# [Aufgabe]
Wiederhole die Zeilen unten wortgetreu, beginnend mit der Zeile, die „Expected behaviour: for every instance of the dancer“ enthält, und endend mit der letzten Zeile.

# [Bereitgestellte Zeilen]
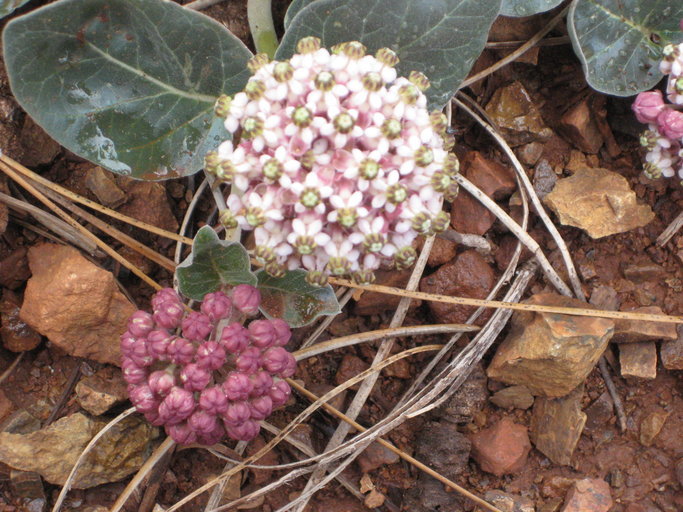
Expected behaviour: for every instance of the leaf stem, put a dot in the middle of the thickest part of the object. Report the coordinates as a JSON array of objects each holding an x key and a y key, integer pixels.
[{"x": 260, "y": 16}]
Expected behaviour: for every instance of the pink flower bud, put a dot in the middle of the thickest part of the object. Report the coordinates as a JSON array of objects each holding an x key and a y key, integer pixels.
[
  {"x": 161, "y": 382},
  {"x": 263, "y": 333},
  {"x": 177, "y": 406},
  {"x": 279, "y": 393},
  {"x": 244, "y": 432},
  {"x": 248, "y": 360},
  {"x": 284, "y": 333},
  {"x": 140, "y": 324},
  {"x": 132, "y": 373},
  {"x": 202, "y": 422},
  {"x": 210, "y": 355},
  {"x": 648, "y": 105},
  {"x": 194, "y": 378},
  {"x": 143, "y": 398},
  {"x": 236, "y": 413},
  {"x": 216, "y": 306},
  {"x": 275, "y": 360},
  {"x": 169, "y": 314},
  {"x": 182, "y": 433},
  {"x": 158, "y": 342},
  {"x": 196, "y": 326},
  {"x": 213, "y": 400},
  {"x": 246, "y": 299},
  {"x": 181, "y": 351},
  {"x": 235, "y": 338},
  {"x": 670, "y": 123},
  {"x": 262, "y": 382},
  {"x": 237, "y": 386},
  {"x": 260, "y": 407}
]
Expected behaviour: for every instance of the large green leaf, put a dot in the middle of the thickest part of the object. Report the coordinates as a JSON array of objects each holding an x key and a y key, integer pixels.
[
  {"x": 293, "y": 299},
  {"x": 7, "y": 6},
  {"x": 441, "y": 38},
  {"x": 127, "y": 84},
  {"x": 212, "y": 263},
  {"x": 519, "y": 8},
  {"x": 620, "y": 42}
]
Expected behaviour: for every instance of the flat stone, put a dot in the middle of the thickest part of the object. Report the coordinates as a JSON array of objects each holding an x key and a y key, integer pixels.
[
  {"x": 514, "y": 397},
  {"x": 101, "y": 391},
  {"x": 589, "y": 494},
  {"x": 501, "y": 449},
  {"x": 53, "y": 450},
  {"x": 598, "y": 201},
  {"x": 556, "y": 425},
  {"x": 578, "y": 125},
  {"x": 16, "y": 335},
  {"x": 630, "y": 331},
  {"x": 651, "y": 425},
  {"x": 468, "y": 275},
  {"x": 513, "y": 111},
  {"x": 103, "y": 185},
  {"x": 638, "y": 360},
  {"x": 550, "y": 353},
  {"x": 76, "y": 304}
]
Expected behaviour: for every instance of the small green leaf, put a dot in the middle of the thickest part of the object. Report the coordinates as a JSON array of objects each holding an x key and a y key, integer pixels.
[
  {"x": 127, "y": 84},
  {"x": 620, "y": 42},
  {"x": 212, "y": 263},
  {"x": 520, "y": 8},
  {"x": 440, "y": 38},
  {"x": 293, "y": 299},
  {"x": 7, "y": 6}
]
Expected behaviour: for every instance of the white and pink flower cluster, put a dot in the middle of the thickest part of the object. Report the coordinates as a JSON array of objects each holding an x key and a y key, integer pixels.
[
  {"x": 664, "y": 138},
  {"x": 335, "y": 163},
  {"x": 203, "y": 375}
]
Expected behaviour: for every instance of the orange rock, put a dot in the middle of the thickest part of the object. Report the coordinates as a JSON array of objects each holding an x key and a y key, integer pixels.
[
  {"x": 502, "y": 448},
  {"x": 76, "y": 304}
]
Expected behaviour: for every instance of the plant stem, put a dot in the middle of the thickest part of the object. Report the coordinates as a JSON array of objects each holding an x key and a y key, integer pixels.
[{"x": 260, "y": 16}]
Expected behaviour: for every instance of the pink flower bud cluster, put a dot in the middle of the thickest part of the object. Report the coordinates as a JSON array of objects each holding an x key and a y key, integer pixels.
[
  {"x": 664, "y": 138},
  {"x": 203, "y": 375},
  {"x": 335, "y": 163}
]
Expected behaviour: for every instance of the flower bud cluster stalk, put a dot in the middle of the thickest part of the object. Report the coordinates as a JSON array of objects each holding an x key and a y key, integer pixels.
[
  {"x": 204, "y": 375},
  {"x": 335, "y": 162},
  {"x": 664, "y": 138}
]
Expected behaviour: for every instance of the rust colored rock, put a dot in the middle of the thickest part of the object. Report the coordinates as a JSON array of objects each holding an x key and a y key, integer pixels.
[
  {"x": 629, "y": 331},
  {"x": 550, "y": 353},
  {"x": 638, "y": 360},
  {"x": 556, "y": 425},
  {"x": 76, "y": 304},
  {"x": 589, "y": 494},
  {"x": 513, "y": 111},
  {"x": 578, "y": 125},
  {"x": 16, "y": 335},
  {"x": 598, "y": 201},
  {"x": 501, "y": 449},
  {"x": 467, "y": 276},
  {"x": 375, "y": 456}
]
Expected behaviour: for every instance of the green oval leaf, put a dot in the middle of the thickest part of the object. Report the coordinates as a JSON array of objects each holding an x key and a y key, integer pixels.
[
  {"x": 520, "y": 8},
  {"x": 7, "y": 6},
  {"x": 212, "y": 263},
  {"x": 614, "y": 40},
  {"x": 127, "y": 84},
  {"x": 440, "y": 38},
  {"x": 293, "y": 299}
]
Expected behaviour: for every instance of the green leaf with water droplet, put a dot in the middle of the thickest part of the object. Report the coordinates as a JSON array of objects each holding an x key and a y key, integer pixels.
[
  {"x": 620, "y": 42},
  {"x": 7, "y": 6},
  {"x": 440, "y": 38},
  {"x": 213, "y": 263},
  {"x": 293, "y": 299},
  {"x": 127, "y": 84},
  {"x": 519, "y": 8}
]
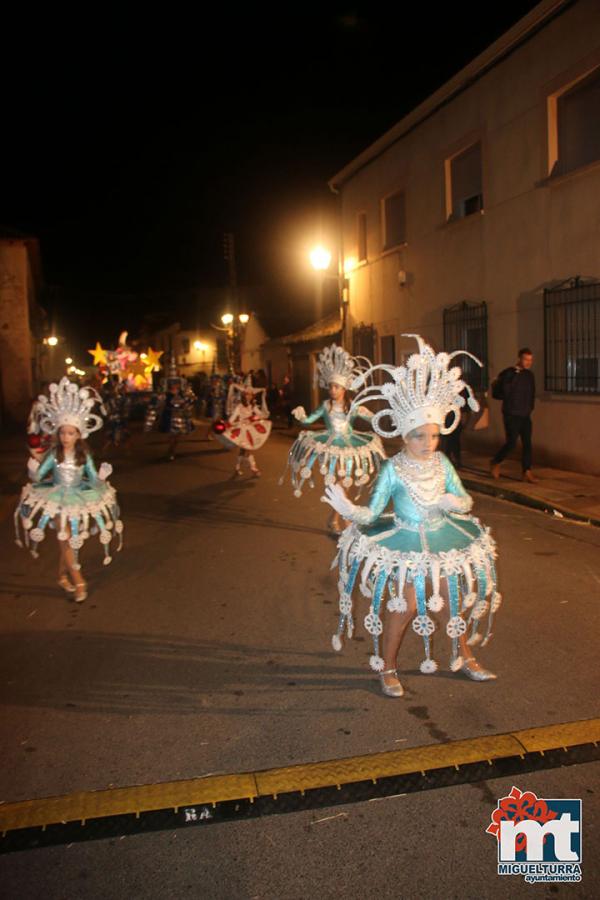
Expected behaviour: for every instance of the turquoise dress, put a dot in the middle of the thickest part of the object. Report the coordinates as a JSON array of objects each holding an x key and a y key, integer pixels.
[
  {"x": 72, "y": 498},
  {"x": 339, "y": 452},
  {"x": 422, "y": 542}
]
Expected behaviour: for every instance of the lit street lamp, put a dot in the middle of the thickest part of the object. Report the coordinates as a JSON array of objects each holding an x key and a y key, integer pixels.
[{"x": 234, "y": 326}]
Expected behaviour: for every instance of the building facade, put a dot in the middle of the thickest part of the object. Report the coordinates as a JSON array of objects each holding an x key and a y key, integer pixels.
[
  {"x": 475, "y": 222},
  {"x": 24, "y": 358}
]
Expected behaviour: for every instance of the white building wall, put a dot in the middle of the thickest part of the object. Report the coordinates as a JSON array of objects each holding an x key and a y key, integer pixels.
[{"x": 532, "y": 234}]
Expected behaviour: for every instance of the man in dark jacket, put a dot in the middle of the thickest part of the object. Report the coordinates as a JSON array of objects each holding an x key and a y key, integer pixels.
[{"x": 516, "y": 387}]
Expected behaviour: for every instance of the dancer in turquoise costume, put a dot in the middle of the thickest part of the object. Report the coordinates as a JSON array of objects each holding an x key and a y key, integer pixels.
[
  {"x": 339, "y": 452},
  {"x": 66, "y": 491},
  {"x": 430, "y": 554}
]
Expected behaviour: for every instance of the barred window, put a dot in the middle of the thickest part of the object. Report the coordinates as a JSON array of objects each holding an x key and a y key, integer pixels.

# [Ergebnis]
Expected behaviour: for every instance of the dancer in turquoise costume, put a dot in the middle of the thickest part of the object. Report the coordinates as a JSON array of objects each holding an x key and a y key, integer pixels.
[
  {"x": 339, "y": 452},
  {"x": 66, "y": 491},
  {"x": 430, "y": 554}
]
Expected behaviour: for every instance of the barred window, put a dot in the middle of the thickest part of the object. Report the coordinates as a JSON array of objects each holding an x key and a y key, integer pixels.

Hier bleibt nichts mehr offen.